# Written exercise A
List every URL that appears in the thread below about Metron message filtering, in the order they occur.

When a message is filtered by the message filtering mechanism, we
explicitly drop the message (and presumably ack it in Storm), as explained
here -
https://github.com/apache/metron/tree/master/metron-platform/metron-parsing#filtered.
When using the REGEX_SELECT field transformation (see here -
https://github.com/apache/metron/tree/master/metron-platform/metron-parsing#fieldtransformation-configuration)
with the kafka.topicField option for parser-chaining, it's unclear to me
whether we expect the same behavior (drop message, ack it). The
interpretation I get from this example in the parser-chaining doc
https://github.com/apache/metron/tree/master/use-cases/parser_chaining#the-pix_syslog_router-parser
suggests to me that the approach we take for messages with message
filtering is the correct one, however in testing an example with dropped
messages, we appear not to ack those dropped messages.

Contour annotation records
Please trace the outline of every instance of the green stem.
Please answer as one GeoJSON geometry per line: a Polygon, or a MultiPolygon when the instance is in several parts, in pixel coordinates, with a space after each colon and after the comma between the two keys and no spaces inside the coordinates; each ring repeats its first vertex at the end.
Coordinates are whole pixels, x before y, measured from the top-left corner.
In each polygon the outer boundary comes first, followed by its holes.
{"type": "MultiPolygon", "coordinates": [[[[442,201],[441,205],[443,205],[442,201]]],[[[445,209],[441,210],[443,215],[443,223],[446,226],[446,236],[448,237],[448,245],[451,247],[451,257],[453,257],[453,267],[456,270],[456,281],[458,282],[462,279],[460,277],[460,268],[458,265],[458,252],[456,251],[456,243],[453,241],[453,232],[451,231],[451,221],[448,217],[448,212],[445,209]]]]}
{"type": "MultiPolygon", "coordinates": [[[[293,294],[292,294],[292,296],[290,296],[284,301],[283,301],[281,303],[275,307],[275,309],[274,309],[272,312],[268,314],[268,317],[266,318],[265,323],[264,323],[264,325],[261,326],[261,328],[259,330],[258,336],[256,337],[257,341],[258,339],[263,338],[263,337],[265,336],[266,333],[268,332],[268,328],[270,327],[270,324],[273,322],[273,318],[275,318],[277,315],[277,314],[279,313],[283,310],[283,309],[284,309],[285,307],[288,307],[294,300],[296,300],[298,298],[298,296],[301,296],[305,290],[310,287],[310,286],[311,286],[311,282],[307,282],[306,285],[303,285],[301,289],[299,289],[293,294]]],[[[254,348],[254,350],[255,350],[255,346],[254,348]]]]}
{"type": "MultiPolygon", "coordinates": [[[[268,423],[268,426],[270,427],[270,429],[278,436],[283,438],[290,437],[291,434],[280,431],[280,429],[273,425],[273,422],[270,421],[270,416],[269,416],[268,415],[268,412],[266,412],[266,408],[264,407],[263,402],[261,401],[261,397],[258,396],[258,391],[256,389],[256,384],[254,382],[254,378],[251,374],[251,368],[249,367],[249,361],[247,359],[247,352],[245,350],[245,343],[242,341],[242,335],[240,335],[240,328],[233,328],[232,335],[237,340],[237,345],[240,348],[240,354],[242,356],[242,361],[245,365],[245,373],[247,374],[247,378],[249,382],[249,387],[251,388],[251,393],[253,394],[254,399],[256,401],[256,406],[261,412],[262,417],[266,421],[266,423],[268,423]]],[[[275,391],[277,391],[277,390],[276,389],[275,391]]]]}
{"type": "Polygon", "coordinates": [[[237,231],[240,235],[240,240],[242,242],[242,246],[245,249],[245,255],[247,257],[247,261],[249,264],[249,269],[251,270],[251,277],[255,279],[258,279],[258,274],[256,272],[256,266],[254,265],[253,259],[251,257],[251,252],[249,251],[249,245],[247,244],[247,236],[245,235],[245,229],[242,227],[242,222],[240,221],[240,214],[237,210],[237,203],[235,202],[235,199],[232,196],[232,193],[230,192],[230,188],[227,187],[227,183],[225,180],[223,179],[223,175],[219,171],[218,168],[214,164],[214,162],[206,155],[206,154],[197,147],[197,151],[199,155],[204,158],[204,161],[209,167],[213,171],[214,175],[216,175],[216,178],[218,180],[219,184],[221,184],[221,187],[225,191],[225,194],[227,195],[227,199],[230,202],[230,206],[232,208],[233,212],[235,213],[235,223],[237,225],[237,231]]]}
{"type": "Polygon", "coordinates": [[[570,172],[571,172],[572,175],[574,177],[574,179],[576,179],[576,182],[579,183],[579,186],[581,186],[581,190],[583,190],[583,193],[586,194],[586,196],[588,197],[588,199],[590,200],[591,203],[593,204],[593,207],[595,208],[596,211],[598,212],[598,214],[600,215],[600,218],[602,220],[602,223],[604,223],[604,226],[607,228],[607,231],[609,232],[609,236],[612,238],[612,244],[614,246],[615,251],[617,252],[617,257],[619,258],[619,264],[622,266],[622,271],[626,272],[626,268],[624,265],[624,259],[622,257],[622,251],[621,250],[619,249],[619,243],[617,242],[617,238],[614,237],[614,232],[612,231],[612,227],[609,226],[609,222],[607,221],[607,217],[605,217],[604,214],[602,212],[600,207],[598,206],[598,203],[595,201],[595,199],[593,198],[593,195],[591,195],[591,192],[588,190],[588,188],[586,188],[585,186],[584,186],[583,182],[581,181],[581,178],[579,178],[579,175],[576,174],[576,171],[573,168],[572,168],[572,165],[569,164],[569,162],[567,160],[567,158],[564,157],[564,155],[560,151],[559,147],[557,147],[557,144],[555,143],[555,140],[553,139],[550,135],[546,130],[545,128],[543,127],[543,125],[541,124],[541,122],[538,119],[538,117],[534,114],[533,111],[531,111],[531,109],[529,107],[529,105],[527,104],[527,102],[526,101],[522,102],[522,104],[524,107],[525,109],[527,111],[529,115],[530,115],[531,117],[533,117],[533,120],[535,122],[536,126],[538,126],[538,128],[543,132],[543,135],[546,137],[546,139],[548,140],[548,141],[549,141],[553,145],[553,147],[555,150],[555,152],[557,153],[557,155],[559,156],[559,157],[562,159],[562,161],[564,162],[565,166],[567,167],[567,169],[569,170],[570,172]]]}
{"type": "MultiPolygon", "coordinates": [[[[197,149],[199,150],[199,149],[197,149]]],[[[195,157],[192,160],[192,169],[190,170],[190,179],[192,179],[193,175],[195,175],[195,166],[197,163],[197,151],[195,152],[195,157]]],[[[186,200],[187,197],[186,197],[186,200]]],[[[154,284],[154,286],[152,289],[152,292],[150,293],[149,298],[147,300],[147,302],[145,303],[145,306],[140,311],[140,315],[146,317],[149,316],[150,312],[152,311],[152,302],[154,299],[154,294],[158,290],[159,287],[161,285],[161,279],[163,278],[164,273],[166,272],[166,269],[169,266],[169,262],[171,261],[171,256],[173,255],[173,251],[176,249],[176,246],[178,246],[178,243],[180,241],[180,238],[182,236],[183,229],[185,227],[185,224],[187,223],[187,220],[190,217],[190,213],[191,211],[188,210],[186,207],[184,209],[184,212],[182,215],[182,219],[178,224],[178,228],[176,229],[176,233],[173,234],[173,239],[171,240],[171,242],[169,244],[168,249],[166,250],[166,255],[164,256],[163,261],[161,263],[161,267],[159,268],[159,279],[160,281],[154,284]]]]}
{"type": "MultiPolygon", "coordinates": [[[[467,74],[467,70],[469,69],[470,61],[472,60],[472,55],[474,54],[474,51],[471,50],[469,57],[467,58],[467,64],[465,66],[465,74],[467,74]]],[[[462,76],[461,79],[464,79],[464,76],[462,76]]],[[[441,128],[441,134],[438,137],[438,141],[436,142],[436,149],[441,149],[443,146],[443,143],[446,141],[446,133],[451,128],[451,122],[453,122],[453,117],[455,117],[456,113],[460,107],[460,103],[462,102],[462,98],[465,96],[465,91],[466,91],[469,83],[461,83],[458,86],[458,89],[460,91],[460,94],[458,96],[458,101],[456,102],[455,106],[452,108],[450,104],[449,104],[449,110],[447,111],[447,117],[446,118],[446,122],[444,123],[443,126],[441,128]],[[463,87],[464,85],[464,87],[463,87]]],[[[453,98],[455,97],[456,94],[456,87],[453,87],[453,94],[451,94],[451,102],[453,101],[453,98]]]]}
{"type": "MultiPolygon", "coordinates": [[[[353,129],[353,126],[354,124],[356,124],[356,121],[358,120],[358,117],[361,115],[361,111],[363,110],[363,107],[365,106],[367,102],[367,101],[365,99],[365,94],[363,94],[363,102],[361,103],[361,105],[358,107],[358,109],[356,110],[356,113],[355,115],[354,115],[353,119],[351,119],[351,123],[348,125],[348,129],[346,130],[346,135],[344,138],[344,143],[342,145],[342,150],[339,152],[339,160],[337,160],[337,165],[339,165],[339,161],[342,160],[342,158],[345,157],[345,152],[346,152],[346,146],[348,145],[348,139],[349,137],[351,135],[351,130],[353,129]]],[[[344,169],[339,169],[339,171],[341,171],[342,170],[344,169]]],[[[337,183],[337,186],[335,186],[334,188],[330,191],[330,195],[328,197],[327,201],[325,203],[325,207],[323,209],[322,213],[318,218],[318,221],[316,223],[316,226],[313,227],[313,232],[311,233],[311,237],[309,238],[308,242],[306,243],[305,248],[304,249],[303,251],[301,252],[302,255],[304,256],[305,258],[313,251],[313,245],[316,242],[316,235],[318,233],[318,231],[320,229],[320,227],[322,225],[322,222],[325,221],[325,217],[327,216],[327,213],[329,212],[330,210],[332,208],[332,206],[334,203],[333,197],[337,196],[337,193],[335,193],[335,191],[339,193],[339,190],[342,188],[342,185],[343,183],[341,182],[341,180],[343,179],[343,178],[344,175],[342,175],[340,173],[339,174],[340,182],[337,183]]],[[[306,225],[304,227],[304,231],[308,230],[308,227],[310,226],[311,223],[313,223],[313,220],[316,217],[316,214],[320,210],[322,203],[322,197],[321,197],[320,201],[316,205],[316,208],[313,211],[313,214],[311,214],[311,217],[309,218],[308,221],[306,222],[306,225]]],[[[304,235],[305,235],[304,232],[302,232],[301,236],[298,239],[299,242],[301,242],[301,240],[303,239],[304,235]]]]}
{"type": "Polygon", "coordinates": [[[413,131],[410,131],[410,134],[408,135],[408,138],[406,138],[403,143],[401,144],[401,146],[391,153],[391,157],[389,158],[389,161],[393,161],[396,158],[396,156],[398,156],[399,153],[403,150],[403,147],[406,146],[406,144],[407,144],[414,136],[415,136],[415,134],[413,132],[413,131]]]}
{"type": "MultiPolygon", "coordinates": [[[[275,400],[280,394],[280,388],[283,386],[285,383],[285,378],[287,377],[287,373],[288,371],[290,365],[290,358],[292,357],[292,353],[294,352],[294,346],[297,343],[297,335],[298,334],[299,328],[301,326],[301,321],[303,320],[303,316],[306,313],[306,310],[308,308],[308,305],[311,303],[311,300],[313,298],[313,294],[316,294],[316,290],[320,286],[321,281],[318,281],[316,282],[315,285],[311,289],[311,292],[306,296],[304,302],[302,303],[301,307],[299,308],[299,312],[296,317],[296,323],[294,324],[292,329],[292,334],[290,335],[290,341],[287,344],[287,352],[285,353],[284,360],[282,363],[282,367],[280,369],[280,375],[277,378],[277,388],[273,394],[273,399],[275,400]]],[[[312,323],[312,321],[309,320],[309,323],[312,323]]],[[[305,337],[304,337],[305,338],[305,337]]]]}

# Written exercise B
Arrange the records above as a Markdown table with the columns Row and Line, leaving out blank lines. Begin at the first line of the records and stop after the line that has "Please answer as".

# Right answer A
https://github.com/apache/metron/tree/master/metron-platform/metron-parsing#filtered
https://github.com/apache/metron/tree/master/metron-platform/metron-parsing#fieldtransformation-configuration
https://github.com/apache/metron/tree/master/use-cases/parser_chaining#the-pix_syslog_router-parser

# Right answer B
| Row | Line |
|---|---|
| 1 | Please trace the outline of every instance of the green stem. |
| 2 | Please answer as one GeoJSON geometry per line: a Polygon, or a MultiPolygon when the instance is in several parts, in pixel coordinates, with a space after each colon and after the comma between the two keys and no spaces inside the coordinates; each ring repeats its first vertex at the end. |